Update the page text below from "Anyway. In a" to "the human workers.", swapping "software" for "code".

___ Page text ___

I’m a science fiction geek and science fiction holds much court on the role of Artificial Intelligence (I happen to think Neal Stephenson gets it very interesting and possible right).

Anyway. In a moment of existential dread (thank you, Sartre – see above), I reread Charlie Stross’s Antibodies. It’s a story that stuck with me for a good 20 years. Here’s the passage I never forgot.

It’s a simple but deadly dilemma. Automation is addictive; unless you run a command economy that is tuned to provide people with jobs, rather than to produce goods efficiently, you need to automate to compete once automation becomes available. At the same time, once you automate your businesses, you find yourself on a one-way path. You can’t go back to manual methods; either the workload has grown past the point of no return, or the knowledge of how things were done has been lost, sucked into the internal structure of the software that has replaced the human workers.

___ Extracted entries ___

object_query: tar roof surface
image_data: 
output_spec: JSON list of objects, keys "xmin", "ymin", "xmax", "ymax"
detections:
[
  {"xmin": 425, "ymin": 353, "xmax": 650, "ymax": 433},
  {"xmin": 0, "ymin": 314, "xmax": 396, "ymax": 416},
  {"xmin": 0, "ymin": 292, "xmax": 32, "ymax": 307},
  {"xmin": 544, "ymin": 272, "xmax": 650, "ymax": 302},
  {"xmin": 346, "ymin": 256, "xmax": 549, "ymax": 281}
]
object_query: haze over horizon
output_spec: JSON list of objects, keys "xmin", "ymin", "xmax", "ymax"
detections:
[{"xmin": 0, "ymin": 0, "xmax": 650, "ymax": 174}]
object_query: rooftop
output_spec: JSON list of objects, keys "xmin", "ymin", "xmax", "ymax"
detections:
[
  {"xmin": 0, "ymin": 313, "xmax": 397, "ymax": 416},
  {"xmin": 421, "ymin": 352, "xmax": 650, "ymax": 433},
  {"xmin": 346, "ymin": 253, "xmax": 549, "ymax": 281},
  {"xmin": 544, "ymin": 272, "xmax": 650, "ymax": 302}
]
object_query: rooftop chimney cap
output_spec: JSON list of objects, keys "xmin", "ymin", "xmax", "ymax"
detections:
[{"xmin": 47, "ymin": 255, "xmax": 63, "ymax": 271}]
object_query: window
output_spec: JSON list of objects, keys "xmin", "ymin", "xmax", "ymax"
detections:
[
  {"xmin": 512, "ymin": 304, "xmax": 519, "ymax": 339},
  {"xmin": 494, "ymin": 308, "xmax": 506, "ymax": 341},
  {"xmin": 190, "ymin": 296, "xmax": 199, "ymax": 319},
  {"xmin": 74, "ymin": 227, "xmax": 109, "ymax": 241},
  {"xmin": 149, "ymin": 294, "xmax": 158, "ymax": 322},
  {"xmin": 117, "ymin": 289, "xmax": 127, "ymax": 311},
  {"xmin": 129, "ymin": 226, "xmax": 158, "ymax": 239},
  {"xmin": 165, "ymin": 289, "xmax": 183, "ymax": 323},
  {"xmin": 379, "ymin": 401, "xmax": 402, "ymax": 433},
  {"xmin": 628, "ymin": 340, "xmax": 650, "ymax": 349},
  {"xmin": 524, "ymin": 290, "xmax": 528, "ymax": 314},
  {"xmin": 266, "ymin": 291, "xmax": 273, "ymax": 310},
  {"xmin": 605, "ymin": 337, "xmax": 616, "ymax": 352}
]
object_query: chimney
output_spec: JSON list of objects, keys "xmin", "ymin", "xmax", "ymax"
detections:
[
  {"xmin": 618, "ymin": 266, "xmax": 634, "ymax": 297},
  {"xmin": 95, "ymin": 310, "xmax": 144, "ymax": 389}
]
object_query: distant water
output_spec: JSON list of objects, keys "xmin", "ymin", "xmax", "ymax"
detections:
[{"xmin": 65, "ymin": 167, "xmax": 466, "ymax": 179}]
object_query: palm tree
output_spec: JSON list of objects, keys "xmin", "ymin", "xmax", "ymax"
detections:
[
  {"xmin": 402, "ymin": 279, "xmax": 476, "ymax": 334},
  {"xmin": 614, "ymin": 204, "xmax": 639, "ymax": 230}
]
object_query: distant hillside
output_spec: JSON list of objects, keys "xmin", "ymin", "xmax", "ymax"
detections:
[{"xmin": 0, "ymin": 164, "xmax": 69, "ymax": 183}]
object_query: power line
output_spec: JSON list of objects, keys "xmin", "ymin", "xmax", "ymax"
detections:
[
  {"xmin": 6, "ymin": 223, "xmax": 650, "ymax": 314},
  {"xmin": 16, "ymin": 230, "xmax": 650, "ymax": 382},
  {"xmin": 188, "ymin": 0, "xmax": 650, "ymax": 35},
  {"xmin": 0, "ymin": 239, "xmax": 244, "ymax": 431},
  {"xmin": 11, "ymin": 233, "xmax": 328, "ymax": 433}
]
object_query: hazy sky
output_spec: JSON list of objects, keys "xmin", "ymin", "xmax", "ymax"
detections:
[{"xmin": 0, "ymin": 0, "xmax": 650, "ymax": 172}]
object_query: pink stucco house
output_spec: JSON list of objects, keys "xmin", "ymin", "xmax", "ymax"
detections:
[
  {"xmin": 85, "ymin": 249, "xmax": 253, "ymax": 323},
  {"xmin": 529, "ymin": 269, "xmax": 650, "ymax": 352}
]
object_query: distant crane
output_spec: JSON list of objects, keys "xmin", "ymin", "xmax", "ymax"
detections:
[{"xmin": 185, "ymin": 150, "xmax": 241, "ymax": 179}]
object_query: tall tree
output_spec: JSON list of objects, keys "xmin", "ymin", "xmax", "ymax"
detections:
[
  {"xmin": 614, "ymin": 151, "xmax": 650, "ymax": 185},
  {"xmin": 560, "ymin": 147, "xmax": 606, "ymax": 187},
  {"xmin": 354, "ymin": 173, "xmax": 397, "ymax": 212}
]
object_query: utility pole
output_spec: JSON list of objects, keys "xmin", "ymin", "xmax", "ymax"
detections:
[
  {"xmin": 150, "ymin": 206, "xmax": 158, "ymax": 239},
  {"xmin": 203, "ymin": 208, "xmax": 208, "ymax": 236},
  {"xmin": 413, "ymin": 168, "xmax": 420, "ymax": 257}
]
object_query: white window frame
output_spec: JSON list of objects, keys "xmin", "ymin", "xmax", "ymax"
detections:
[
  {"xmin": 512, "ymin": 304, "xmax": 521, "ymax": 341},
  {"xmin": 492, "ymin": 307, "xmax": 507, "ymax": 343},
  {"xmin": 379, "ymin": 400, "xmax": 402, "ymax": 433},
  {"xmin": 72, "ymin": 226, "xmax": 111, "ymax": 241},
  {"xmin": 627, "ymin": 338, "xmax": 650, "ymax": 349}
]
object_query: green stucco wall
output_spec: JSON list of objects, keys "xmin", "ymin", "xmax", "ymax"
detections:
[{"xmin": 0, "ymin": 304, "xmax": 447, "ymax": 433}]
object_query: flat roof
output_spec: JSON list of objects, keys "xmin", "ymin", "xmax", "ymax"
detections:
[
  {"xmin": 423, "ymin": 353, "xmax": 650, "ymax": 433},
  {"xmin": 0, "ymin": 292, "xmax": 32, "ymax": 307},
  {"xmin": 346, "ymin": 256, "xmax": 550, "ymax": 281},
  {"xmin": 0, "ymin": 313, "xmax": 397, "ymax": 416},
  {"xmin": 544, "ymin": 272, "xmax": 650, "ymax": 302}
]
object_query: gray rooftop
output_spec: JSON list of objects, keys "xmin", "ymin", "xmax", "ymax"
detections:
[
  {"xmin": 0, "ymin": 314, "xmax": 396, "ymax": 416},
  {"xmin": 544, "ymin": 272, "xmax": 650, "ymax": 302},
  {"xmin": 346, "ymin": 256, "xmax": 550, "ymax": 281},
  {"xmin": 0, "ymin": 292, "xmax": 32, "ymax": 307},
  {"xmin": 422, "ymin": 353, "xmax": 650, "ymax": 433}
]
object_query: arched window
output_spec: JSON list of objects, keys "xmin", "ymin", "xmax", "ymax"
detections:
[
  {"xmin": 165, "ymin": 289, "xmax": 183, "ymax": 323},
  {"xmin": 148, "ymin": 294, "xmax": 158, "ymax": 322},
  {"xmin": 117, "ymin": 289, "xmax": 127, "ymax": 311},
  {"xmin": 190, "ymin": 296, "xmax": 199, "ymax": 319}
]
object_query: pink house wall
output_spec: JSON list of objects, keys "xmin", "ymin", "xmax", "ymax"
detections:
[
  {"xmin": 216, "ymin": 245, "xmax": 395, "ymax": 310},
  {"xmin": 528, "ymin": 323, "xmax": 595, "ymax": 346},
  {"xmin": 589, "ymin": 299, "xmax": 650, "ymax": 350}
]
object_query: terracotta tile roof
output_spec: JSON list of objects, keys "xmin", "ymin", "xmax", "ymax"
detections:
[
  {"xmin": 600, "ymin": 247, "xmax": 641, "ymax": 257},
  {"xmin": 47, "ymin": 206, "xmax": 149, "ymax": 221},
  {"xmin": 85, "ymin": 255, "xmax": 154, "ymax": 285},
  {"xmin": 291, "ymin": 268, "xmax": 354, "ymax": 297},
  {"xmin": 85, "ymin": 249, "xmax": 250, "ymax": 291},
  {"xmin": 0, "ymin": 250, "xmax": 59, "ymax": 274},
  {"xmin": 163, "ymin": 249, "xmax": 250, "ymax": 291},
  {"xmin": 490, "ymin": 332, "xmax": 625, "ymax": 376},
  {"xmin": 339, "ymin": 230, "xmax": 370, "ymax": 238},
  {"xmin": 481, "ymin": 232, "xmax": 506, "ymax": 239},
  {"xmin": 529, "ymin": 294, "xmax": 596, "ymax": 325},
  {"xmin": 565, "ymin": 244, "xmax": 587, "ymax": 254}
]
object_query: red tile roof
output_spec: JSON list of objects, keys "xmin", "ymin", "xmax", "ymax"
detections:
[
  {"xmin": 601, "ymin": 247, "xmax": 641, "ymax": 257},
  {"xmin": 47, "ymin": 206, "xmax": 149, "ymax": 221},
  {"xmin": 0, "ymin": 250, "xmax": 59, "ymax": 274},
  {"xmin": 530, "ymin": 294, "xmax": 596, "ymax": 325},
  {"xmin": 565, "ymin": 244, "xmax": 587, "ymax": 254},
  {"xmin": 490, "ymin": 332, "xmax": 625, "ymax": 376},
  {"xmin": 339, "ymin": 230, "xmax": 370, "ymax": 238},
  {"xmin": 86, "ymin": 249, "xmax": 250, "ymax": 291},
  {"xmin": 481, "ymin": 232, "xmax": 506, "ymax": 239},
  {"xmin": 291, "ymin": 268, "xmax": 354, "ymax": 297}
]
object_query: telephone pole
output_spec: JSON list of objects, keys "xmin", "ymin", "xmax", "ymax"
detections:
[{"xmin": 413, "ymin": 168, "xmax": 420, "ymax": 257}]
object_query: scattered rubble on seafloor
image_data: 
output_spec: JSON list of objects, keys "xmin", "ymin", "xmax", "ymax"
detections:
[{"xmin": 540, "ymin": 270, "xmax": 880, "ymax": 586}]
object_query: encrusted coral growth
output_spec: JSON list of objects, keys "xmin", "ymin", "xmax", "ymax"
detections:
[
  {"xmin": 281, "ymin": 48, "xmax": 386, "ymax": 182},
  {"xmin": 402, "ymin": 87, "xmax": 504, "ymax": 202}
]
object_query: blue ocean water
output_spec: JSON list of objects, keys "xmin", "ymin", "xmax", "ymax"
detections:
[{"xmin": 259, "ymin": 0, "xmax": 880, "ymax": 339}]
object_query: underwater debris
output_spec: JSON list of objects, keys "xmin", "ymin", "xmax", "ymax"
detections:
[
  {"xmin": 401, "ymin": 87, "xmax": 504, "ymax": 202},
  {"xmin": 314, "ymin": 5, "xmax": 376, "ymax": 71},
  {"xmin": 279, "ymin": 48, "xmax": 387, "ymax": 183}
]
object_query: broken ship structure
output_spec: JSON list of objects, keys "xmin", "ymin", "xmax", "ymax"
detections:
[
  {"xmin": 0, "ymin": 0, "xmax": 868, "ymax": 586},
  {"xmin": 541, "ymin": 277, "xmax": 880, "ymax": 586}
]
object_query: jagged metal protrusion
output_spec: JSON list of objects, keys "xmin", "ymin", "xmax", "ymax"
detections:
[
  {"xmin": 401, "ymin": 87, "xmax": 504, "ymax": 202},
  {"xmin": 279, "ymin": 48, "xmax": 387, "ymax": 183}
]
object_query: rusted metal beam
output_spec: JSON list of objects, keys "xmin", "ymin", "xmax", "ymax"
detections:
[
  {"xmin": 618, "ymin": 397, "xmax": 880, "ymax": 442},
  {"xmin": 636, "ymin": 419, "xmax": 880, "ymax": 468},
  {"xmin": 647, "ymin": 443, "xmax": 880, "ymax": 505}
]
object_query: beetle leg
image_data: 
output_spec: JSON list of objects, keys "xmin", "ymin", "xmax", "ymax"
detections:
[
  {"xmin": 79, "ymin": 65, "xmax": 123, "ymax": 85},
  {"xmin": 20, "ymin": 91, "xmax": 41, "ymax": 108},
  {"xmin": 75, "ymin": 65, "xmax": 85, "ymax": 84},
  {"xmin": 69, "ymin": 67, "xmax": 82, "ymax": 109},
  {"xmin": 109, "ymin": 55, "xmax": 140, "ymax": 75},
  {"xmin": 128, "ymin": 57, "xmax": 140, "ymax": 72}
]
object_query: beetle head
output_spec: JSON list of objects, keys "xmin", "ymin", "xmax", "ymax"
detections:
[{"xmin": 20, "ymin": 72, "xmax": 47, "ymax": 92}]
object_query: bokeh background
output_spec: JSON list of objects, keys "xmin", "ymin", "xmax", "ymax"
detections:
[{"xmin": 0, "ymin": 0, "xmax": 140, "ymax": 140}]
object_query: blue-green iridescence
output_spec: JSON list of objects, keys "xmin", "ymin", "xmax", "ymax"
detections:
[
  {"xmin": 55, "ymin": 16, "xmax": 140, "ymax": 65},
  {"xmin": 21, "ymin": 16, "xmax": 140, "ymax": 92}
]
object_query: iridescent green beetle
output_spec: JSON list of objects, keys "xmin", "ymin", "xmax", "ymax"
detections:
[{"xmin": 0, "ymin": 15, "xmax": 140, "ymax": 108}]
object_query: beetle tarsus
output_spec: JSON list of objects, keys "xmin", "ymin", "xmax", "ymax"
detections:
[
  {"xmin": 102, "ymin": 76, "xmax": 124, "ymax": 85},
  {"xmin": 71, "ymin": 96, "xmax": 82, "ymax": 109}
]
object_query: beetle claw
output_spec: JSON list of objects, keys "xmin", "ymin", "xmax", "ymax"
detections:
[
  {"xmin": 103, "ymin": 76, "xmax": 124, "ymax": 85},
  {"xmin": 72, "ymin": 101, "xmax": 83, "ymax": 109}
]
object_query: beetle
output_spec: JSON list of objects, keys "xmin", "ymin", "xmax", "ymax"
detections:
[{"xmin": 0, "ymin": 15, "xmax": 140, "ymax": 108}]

___

**Response**
Anyway. In a moment of existential dread (thank you, Sartre – see above), I reread Charlie Stross’s Antibodies. It’s a story that stuck with me for a good 20 years. Here’s the passage I never forgot.

It’s a simple but deadly dilemma. Automation is addictive; unless you run a command economy that is tuned to provide people with jobs, rather than to produce goods efficiently, you need to automate to compete once automation becomes available. At the same time, once you automate your businesses, you find yourself on a one-way path. You can’t go back to manual methods; either the workload has grown past the point of no return, or the knowledge of how things were done has been lost, sucked into the internal structure of the code that has replaced the human workers.